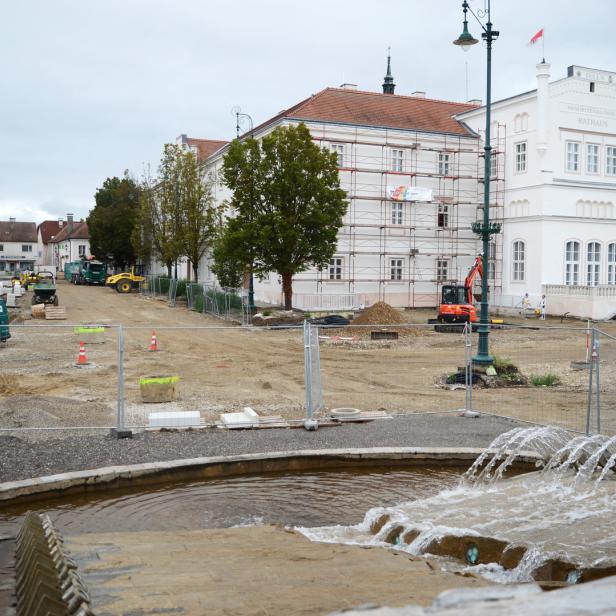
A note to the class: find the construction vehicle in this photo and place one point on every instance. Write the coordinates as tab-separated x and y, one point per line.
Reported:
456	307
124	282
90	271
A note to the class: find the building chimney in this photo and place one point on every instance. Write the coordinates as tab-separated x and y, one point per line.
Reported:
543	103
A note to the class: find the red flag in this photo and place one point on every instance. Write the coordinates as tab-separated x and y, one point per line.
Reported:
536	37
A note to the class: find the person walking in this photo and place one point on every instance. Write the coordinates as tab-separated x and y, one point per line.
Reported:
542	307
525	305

· · · ·

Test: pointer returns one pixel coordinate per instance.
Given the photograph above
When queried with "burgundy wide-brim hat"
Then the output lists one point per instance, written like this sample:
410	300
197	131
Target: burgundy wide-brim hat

· · · ·

* _PROBLEM TO SOLVE_
Print exactly the lines of the listing above starting at the line containing "Then the output" and ending at the line containing "Target: burgundy wide-brim hat", both included.

* _WRITTEN RESPONSE_
Then the output lists one point per instance, written like this sample:
410	300
197	131
Target: burgundy wide-brim hat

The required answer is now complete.